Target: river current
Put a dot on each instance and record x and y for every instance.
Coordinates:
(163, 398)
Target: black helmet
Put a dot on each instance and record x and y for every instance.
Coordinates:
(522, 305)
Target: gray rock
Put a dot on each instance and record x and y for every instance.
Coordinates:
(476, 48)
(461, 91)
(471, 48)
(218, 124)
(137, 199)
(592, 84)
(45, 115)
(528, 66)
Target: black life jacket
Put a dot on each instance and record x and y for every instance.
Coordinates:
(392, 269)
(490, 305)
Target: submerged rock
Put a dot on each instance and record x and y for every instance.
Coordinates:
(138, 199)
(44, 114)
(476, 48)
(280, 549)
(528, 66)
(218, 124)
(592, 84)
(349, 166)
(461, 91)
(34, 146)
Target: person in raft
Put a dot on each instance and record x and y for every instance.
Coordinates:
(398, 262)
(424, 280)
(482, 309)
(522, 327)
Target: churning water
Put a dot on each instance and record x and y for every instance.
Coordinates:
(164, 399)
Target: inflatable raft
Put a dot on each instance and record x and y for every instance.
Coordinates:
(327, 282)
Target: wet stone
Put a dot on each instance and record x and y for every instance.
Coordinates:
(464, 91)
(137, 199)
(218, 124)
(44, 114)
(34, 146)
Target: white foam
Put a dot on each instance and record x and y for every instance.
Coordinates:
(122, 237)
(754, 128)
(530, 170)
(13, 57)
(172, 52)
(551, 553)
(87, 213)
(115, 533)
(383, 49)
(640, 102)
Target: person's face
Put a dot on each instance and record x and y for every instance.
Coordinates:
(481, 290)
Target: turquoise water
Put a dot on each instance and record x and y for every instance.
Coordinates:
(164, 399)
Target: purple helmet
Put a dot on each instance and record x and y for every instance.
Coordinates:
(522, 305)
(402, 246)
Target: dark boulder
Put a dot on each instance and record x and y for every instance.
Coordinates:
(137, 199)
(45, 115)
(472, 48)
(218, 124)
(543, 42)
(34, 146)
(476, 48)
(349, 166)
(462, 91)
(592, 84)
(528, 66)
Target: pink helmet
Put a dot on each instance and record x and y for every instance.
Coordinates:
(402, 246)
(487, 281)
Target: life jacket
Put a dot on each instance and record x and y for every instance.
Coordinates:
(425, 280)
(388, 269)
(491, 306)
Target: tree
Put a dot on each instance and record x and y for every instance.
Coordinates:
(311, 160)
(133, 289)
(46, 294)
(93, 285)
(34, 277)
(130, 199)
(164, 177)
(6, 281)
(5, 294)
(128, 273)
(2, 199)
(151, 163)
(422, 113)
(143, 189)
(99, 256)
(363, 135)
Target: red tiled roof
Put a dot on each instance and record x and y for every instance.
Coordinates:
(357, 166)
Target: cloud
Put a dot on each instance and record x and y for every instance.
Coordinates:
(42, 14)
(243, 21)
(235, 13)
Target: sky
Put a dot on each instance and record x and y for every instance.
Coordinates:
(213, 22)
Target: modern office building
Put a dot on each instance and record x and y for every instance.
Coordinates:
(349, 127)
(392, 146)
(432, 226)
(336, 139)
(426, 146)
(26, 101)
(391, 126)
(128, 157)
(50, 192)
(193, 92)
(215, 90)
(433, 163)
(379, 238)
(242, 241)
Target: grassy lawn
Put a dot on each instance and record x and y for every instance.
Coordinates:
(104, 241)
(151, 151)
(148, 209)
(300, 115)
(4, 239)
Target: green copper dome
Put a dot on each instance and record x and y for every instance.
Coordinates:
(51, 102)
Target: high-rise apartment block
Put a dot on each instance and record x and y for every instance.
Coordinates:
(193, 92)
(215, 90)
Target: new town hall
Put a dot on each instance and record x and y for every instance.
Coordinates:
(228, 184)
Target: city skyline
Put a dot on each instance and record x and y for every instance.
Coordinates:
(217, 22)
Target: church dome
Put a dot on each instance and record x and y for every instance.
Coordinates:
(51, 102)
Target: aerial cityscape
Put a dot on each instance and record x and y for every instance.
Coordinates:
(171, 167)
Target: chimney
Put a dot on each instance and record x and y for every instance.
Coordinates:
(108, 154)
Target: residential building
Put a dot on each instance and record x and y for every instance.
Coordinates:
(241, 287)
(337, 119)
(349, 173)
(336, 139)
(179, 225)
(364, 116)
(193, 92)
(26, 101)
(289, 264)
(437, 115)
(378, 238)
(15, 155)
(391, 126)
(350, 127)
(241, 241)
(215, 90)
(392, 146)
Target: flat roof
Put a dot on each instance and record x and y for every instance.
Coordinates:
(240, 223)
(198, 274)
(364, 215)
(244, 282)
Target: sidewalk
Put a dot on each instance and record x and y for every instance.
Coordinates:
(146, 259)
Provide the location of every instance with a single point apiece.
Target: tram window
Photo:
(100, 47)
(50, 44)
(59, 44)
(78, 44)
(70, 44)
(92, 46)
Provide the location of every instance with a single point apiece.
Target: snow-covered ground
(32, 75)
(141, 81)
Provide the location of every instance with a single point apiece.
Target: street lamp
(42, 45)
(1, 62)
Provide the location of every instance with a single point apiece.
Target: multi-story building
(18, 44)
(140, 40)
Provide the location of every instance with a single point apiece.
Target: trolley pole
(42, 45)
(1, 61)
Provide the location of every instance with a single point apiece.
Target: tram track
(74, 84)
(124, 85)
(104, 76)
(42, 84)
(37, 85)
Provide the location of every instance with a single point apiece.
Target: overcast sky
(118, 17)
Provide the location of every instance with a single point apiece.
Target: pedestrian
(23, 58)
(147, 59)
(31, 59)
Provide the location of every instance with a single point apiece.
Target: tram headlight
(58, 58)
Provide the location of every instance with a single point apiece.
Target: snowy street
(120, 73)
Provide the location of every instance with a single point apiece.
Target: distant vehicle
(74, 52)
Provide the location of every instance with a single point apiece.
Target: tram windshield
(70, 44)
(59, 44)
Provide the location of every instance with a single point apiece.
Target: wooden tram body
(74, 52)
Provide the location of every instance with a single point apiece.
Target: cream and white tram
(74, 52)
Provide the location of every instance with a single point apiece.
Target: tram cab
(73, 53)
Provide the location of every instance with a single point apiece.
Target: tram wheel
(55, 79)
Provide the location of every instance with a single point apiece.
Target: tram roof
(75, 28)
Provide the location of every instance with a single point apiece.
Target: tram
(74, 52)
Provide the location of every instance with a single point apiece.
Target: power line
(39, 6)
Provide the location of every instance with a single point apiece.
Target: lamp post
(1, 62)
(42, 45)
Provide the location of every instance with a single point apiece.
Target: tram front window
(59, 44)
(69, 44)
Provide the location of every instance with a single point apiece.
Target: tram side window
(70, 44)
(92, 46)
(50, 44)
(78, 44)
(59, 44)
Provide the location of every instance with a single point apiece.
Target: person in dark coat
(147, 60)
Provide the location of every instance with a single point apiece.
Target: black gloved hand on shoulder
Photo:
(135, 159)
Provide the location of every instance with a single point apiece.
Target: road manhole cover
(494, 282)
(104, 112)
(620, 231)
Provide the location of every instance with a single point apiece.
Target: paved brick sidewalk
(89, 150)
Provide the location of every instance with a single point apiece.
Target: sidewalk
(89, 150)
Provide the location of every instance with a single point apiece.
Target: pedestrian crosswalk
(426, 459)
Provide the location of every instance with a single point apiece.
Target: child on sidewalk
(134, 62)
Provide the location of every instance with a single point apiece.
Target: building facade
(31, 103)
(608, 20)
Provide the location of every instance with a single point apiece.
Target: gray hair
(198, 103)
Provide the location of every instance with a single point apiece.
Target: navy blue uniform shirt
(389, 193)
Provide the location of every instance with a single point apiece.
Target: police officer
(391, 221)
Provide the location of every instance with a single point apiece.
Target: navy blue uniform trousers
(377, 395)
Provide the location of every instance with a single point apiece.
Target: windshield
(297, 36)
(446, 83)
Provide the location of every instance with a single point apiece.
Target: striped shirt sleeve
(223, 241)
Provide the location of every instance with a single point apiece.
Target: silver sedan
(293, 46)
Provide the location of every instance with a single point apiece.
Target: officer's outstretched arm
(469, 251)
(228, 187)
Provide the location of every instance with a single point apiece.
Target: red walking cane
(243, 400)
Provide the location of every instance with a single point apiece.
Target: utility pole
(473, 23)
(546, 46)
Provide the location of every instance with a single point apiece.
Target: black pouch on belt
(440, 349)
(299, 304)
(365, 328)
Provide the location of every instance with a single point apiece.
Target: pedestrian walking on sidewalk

### What the task asks
For every line in the listing above that contains "helmet", copy that line.

### Result
Target: black helmet
Target: purple helmet
Target: pink helmet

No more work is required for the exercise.